[[ Stored data open ]]

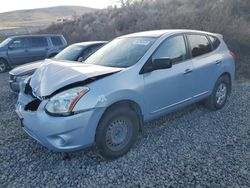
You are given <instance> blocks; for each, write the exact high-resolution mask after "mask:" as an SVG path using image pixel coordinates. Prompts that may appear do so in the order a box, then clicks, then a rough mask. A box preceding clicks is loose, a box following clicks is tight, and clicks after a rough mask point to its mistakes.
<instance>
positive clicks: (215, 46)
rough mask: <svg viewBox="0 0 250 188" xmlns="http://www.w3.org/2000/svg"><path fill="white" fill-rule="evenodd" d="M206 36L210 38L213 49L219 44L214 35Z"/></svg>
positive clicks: (218, 39)
mask: <svg viewBox="0 0 250 188" xmlns="http://www.w3.org/2000/svg"><path fill="white" fill-rule="evenodd" d="M208 38H209V39H210V41H211V44H212V46H213V48H214V50H215V49H216V48H218V47H219V46H220V40H219V39H218V38H216V37H214V36H208Z"/></svg>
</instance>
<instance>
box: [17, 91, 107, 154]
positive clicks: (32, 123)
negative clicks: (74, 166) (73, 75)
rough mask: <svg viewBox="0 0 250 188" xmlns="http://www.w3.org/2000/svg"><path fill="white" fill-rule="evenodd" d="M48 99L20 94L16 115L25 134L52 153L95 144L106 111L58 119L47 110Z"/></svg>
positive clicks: (93, 111)
mask: <svg viewBox="0 0 250 188" xmlns="http://www.w3.org/2000/svg"><path fill="white" fill-rule="evenodd" d="M47 102H48V99H45V100H40V99H37V98H35V97H34V96H32V95H29V94H26V93H24V92H22V91H21V92H20V93H19V96H18V102H17V104H16V112H17V114H18V116H19V118H20V120H21V125H22V127H23V129H24V131H25V132H26V133H27V134H28V135H30V136H31V137H32V138H34V139H35V140H37V141H38V142H39V143H41V144H42V145H43V146H45V147H47V148H48V149H50V150H53V151H58V152H68V151H74V150H79V149H81V148H85V147H88V146H90V145H92V144H93V143H94V141H95V132H96V127H97V125H98V122H99V119H100V118H101V115H102V113H103V112H104V109H103V108H95V109H91V110H88V111H84V112H83V113H78V114H75V115H72V116H63V117H55V116H51V115H49V114H47V113H46V112H45V110H44V107H45V105H46V103H47Z"/></svg>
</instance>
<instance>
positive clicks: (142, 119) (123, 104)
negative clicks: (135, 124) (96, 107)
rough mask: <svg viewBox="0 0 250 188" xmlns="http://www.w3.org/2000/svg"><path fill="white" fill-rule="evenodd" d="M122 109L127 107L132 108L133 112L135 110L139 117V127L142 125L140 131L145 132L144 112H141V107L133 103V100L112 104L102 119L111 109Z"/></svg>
mask: <svg viewBox="0 0 250 188" xmlns="http://www.w3.org/2000/svg"><path fill="white" fill-rule="evenodd" d="M121 107H125V108H130V109H131V110H133V111H134V112H135V113H136V115H137V117H138V120H139V125H140V131H142V130H143V122H144V121H143V114H142V111H141V108H140V106H139V105H138V104H137V103H136V102H134V101H131V100H123V101H118V102H115V103H113V104H111V105H110V106H109V107H108V108H107V109H106V110H105V112H104V113H103V115H102V117H103V116H104V115H105V114H106V113H108V112H109V111H110V110H111V109H113V108H121Z"/></svg>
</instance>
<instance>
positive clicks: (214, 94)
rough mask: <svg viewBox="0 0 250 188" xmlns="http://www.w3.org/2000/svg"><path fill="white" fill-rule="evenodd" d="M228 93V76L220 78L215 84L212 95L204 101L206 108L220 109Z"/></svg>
mask: <svg viewBox="0 0 250 188" xmlns="http://www.w3.org/2000/svg"><path fill="white" fill-rule="evenodd" d="M229 93H230V80H229V78H228V76H221V77H220V78H219V79H218V80H217V81H216V83H215V86H214V89H213V93H212V95H211V96H210V97H209V98H208V99H207V100H206V106H207V107H208V108H209V109H210V110H214V111H216V110H220V109H222V108H223V107H224V106H225V104H226V102H227V98H228V95H229Z"/></svg>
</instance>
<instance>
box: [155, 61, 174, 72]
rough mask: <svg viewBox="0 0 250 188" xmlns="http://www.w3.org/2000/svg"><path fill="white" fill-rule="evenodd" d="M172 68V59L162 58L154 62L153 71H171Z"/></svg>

[[ Stored data closed ]]

Return the records above verbatim, images excluded.

Response -
You are given <instance> blocks; for each, write the exact high-resolution mask after "mask:" as an SVG path using image pixel coordinates. Prompts that may appear do so in the order a box, then clicks, then a rough mask. A box preceding clicks is loose, a box following clicks is tight, and clicks after a rough mask point to its mistakes.
<instance>
positive clicks: (215, 46)
rough mask: <svg viewBox="0 0 250 188" xmlns="http://www.w3.org/2000/svg"><path fill="white" fill-rule="evenodd" d="M206 36L210 38L213 49L219 44L214 35Z"/></svg>
positive clicks: (218, 39)
mask: <svg viewBox="0 0 250 188" xmlns="http://www.w3.org/2000/svg"><path fill="white" fill-rule="evenodd" d="M208 38H209V39H210V41H211V44H212V46H213V48H214V50H215V49H216V48H218V47H219V46H220V40H219V39H218V38H216V37H214V36H208Z"/></svg>
</instance>
<instance>
box: [17, 91, 107, 154]
positive clicks: (32, 123)
negative clicks: (74, 166) (73, 75)
rough mask: <svg viewBox="0 0 250 188" xmlns="http://www.w3.org/2000/svg"><path fill="white" fill-rule="evenodd" d="M48 99L20 94L16 115L25 134L52 153L95 144L106 111L58 119L47 110Z"/></svg>
positive clicks: (93, 111)
mask: <svg viewBox="0 0 250 188" xmlns="http://www.w3.org/2000/svg"><path fill="white" fill-rule="evenodd" d="M47 102H48V99H45V100H40V99H37V98H35V97H34V96H32V95H29V94H26V93H24V92H22V91H21V92H20V93H19V96H18V102H17V104H16V112H17V114H18V116H19V118H20V120H21V125H22V127H23V129H24V131H25V132H26V133H27V134H28V135H30V136H31V137H32V138H34V139H35V140H37V141H38V142H39V143H41V144H42V145H43V146H45V147H47V148H48V149H50V150H53V151H58V152H68V151H74V150H79V149H81V148H85V147H88V146H90V145H92V144H93V143H94V141H95V132H96V127H97V125H98V122H99V119H100V118H101V115H102V113H103V112H104V109H103V108H95V109H91V110H88V111H84V112H83V113H78V114H75V115H72V116H63V117H55V116H51V115H49V114H47V113H46V112H45V110H44V107H45V105H46V103H47Z"/></svg>
</instance>
<instance>
positive clicks: (142, 119) (123, 104)
negative clicks: (135, 124) (96, 107)
rough mask: <svg viewBox="0 0 250 188" xmlns="http://www.w3.org/2000/svg"><path fill="white" fill-rule="evenodd" d="M122 109L127 107L132 108L133 112L135 110L139 117V127L142 125L140 131L145 132L144 112H141V107L133 103V100L112 104L102 119L111 109Z"/></svg>
mask: <svg viewBox="0 0 250 188" xmlns="http://www.w3.org/2000/svg"><path fill="white" fill-rule="evenodd" d="M121 107H125V108H130V109H131V110H133V111H134V112H135V113H136V115H137V117H138V120H139V125H140V131H142V130H143V122H144V121H143V114H142V111H141V108H140V106H139V105H138V104H137V103H136V102H134V101H131V100H123V101H118V102H115V103H113V104H111V105H110V106H109V107H108V108H107V109H106V110H105V112H104V113H103V115H102V117H103V116H104V115H105V114H106V113H108V112H109V111H110V110H111V109H113V108H121Z"/></svg>
</instance>
<instance>
positive clicks: (214, 94)
rough mask: <svg viewBox="0 0 250 188" xmlns="http://www.w3.org/2000/svg"><path fill="white" fill-rule="evenodd" d="M228 93V76L220 78L215 84L212 95L204 101L206 108L220 109Z"/></svg>
mask: <svg viewBox="0 0 250 188" xmlns="http://www.w3.org/2000/svg"><path fill="white" fill-rule="evenodd" d="M229 93H230V80H229V78H228V76H221V77H220V78H219V79H218V80H217V81H216V83H215V86H214V89H213V93H212V95H211V96H210V97H209V98H208V99H207V100H206V106H207V107H208V108H209V109H210V110H214V111H216V110H220V109H222V108H223V107H224V106H225V104H226V102H227V98H228V95H229Z"/></svg>
</instance>
<instance>
box: [155, 61, 174, 72]
rough mask: <svg viewBox="0 0 250 188" xmlns="http://www.w3.org/2000/svg"><path fill="white" fill-rule="evenodd" d="M172 68V59L162 58L154 62L153 71H171Z"/></svg>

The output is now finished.